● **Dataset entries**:
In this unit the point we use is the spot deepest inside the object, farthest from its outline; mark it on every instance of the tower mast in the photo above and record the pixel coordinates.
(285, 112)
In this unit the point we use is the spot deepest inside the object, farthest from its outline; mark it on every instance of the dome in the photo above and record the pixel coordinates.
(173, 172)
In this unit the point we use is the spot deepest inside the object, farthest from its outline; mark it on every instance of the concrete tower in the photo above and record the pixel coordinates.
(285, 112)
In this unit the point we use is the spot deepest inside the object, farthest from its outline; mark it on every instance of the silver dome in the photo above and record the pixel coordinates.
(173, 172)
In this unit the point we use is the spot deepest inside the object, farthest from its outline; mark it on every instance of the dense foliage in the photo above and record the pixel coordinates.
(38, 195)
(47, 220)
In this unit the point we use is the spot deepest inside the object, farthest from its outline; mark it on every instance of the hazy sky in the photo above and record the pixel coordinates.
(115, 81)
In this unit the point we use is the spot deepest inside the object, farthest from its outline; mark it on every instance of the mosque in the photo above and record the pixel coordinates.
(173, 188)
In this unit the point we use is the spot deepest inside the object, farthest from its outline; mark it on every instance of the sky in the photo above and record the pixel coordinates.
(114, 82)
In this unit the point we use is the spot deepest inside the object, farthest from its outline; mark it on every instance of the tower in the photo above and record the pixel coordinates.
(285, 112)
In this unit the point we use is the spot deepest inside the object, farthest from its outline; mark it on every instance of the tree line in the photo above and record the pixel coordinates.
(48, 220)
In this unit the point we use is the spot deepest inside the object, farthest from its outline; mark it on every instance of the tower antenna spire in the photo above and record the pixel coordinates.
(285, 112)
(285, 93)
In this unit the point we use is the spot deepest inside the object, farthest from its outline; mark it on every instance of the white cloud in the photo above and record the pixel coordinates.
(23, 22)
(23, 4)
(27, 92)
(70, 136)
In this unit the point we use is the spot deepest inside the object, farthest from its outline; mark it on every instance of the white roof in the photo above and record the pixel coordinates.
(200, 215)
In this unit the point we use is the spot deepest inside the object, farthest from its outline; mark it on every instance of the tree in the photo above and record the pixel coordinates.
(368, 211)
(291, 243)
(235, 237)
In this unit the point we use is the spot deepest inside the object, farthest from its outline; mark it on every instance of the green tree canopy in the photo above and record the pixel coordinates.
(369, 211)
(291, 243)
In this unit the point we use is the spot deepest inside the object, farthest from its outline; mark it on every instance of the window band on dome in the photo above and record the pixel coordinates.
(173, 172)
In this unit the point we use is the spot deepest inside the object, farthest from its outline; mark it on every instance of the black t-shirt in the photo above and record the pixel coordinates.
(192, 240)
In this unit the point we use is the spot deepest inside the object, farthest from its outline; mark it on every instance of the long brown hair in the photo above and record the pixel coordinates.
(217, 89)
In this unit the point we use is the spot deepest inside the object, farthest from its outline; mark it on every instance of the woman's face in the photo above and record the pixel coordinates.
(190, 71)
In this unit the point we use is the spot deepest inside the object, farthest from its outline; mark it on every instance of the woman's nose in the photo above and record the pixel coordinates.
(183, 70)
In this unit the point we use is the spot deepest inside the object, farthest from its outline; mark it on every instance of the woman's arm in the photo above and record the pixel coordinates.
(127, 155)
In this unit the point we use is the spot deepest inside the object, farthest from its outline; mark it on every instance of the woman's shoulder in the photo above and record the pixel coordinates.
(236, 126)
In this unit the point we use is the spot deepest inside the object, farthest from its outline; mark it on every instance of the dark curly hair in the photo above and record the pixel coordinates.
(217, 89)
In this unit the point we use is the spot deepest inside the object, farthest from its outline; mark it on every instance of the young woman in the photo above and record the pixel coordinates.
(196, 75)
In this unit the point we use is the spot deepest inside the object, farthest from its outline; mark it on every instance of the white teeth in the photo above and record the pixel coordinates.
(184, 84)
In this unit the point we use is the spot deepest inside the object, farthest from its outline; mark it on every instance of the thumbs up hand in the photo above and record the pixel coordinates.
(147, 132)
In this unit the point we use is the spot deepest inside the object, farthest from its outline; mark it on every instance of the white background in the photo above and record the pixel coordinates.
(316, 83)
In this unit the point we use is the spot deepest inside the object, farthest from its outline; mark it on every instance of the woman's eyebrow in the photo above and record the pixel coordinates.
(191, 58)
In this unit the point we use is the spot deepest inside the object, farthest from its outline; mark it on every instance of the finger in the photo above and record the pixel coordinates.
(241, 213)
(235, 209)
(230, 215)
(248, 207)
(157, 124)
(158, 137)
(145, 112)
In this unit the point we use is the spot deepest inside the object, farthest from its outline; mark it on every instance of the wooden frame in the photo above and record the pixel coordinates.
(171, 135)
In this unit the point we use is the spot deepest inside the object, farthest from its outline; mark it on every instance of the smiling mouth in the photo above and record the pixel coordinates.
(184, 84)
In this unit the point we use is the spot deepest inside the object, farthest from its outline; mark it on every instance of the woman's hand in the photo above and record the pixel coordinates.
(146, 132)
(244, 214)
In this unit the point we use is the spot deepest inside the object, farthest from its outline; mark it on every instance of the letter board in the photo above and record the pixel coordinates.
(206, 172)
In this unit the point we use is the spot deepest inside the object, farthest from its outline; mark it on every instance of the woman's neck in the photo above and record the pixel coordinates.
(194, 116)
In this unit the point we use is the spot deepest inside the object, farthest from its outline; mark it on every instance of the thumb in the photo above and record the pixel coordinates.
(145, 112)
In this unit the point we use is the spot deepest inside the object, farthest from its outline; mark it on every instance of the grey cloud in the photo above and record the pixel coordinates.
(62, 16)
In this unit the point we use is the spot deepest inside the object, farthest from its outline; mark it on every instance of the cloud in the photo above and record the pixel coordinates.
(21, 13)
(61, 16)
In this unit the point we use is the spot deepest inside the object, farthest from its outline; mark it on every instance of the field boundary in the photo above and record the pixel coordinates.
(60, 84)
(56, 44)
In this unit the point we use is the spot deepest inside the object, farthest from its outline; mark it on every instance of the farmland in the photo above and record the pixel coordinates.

● **WORK INSTRUCTIONS**:
Reproduce every line of the data without changing a word.

● **RESPONSE TO THIS TASK**:
In this unit the point we use is the spot deepest inside the object, farthest from its outline; mark it on every instance of the tower mast in the photo above and record the pixel coordinates.
(285, 112)
In this unit the point we use is the spot deepest inside the object, farthest from its outline; mark it on every instance of the dome in the photo above and record the pixel coordinates.
(173, 172)
In this unit the point we use is the spot deepest inside the object, farthest from its outline; mark it on every instance of the concrete tower in the photo above and record the pixel coordinates.
(285, 112)
In this unit the point we use is the spot deepest inside the object, farthest from its outline; mark it on every instance of the silver dome in the photo above and record the pixel coordinates.
(173, 172)
In this unit the point we use is the spot deepest inside the object, farthest from its outline; mark it on every instance of the dense foliage in the photo above and record the pixel coordinates.
(38, 195)
(47, 220)
In this unit the point we use is the spot deepest inside the object, farthest from its outline; mark it on every instance of the hazy sky in the photo above and record the pixel coordinates.
(115, 81)
In this unit the point we use is the spot deepest inside the object, farthest from its outline; mark it on every instance of the mosque in the photo above and record the pixel coordinates.
(173, 188)
In this unit the point we use is the spot deepest inside the object, farthest from its outline; mark it on every instance of the sky in the photo above and record the pixel coordinates.
(114, 82)
In this unit the point we use is the spot deepest inside the object, farthest from its outline; mark it on every instance of the tower in the photo above and record the pixel coordinates.
(285, 112)
In this unit the point we use is the spot deepest inside the object, farthest from its outline; mark it on every instance of the tree line in the photo above and record the pixel coordinates.
(48, 220)
In this unit the point we use is the spot deepest inside the object, farthest from its outline; mark it on every instance of the tower antenna spire in the photo above and record the pixel coordinates.
(285, 112)
(285, 93)
In this unit the point we use is the spot deepest inside the object, farthest from its outline; mark it on every instance of the white cloud in the photo above and record the pixel coordinates.
(23, 22)
(23, 4)
(27, 92)
(70, 136)
In this unit the point we use is the spot deepest inside the object, farthest from its outline; mark it on every instance of the white roof in the photo above and record the pixel coordinates.
(200, 215)
In this unit the point we use is the spot deepest inside the object, farthest from its outline; mark it on every instance of the tree in the photo above and record the pixel coordinates.
(368, 211)
(291, 243)
(235, 237)
In this unit the point we use is the spot deepest inside the object, farthest from its outline; mark it on every instance of the green tree canopy in the photo above and record the pixel coordinates.
(369, 211)
(291, 243)
In this unit the point we use is the spot deepest inside the object, farthest from its outline; mark it on every instance of the window band on dome in the photo above and record the pixel coordinates.
(173, 172)
In this unit the point we use is the spot deepest inside the object, farthest from its outline; mark it on every instance of the black t-shirt in the photo above and record the pixel coordinates.
(192, 240)
In this unit the point we use is the spot deepest inside the object, farthest from its outline; mark it on every instance of the long brown hair in the photo above and record the pixel coordinates.
(217, 89)
In this unit the point we use is the spot deepest inside the object, farthest from its outline; mark it on every instance of the woman's face in the photo above and record the pixel coordinates.
(190, 71)
In this unit the point we use is the spot deepest inside the object, farthest from its outline; mark it on every instance of the woman's nose in the photo above and record the pixel coordinates.
(183, 70)
In this unit the point we use is the spot deepest inside the object, farthest from its outline; mark it on every instance of the woman's arm in the photo above and record the pixel coordinates.
(127, 155)
In this unit the point we use is the spot deepest inside the object, farthest from its outline; mark it on every instance of the woman's shoulder in the photo above and record the pixel coordinates.
(236, 126)
In this unit the point we use is the spot deepest inside the object, farthest from its outline; mark it on every instance of the dark curly hair in the photo above and record the pixel coordinates.
(217, 89)
In this unit the point we use is the spot deepest inside the object, farthest from its outline; mark it on every instance of the young woman in the photo above and record the pixel coordinates.
(196, 75)
In this unit the point we use is the spot deepest inside the object, farthest from its outline; mark it on every instance of the white teeth in the photo above and record the pixel coordinates.
(184, 84)
In this unit the point we use is the spot deepest inside the object, farthest from its outline; mark it on every instance of the thumbs up hand in the photo above and record the pixel coordinates.
(147, 132)
In this unit the point we use is the spot deepest inside the object, farthest from its outline; mark it on every instance of the white background in the photo above and record the pixel coordinates.
(316, 83)
In this unit the point we use is the spot deepest inside the object, farthest from its outline; mark it on every instance of the woman's eyebrow in the photo above and record the pixel coordinates.
(191, 58)
In this unit the point we use is the spot deepest inside the object, farthest from its outline; mark it on every instance of the finger in the photo above and record the pixel coordinates.
(241, 213)
(235, 209)
(230, 215)
(248, 207)
(157, 124)
(158, 137)
(145, 112)
In this unit the point we use is the spot deepest inside the object, farthest from its outline; mark it on every instance of the wooden frame in the photo above and record the pixel coordinates.
(171, 135)
In this unit the point we use is the spot deepest inside the object, farthest from its outline; mark it on every instance of the smiling mouth in the photo above and record the pixel coordinates.
(184, 84)
In this unit the point we use is the spot deepest inside the object, farthest from its outline; mark it on every instance of the woman's hand in the photo above and record the pixel coordinates.
(146, 132)
(244, 214)
In this unit the point we use is the spot deepest inside the object, farthest from its outline; mark it on every instance of the letter board in the photo above and record the pixel coordinates.
(206, 172)
In this unit the point we use is the spot deepest inside the object, farthest from its outline; mark it on every instance of the woman's neck in the photo above and record the pixel coordinates.
(194, 116)
In this unit the point we use is the spot deepest inside the object, farthest from its outline; mark it on every instance of the thumb in the photo above and record the pixel coordinates.
(145, 112)
In this unit the point we use is the spot deepest inside the object, farthest from its outline; mark it on every instance of the grey cloud in the photo above and record the pixel coordinates.
(62, 16)
In this unit the point we use is the spot deepest inside the object, farthest from its outline; mark it on every instance of the cloud in the photo above and record the pixel coordinates.
(21, 13)
(61, 16)
In this unit the point we use is the spot deepest inside the object, farthest from its outline; mark it on every instance of the field boundary in the photo above and record the pixel coordinates.
(60, 84)
(56, 44)
In this unit the point we use is the spot deepest inside the object, farthest from its outline; mark it on every instance of the farmland in the photo above and record the pixel coordinates.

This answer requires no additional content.